Search through the entries for the word "like" and copy every line that has it.

Dataset excerpts:
BEGIN

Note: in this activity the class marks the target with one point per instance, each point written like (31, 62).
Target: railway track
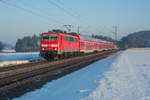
(20, 75)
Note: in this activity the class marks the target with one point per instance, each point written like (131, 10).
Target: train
(57, 45)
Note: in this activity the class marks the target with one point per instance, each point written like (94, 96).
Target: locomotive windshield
(50, 37)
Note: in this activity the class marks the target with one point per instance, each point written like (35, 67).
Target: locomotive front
(49, 45)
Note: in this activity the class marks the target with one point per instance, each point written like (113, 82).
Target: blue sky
(20, 18)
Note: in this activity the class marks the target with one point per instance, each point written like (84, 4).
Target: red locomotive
(56, 45)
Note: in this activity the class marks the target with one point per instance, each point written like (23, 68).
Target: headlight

END

Exercise answer:
Note: in this activity the class marks the target with one point per instance, each point written like (31, 62).
Note: in this activity the class marks the target with one point per instance, each point written like (131, 10).
Note: in this activity the class marks the target with one point per instance, each point written like (94, 96).
Note: in this activity the class marks the target with one point per instance, each point written like (35, 67).
Note: in this activity the class marks the target with one point per instance, each point written like (113, 82).
Note: in this activity the class marks the target with one point per instance, each point written like (84, 4).
Note: in this activity the class marks the target with one point per instance, each point written like (23, 68).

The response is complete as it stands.